## Given instruction
Copy the data below line by line, leaving every character unchanged.
▼
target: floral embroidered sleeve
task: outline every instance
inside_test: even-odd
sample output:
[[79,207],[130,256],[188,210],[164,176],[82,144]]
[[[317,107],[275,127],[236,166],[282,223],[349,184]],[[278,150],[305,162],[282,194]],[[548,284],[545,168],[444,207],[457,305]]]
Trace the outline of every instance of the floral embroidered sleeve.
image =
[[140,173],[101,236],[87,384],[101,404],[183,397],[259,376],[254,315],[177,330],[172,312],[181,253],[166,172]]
▲
## Completed exercise
target: floral embroidered sleeve
task: outline every instance
inside_test: even-odd
sample output:
[[79,207],[130,256],[188,210],[164,176],[82,144]]
[[[317,107],[275,127],[236,166],[282,223],[349,184]],[[278,150],[305,162],[282,194]],[[548,284],[545,168],[444,207],[457,305]]]
Trace the outline of every instance of the floral embroidered sleeve.
image =
[[140,173],[101,236],[87,384],[101,404],[183,397],[259,376],[254,315],[177,330],[172,312],[181,253],[166,172]]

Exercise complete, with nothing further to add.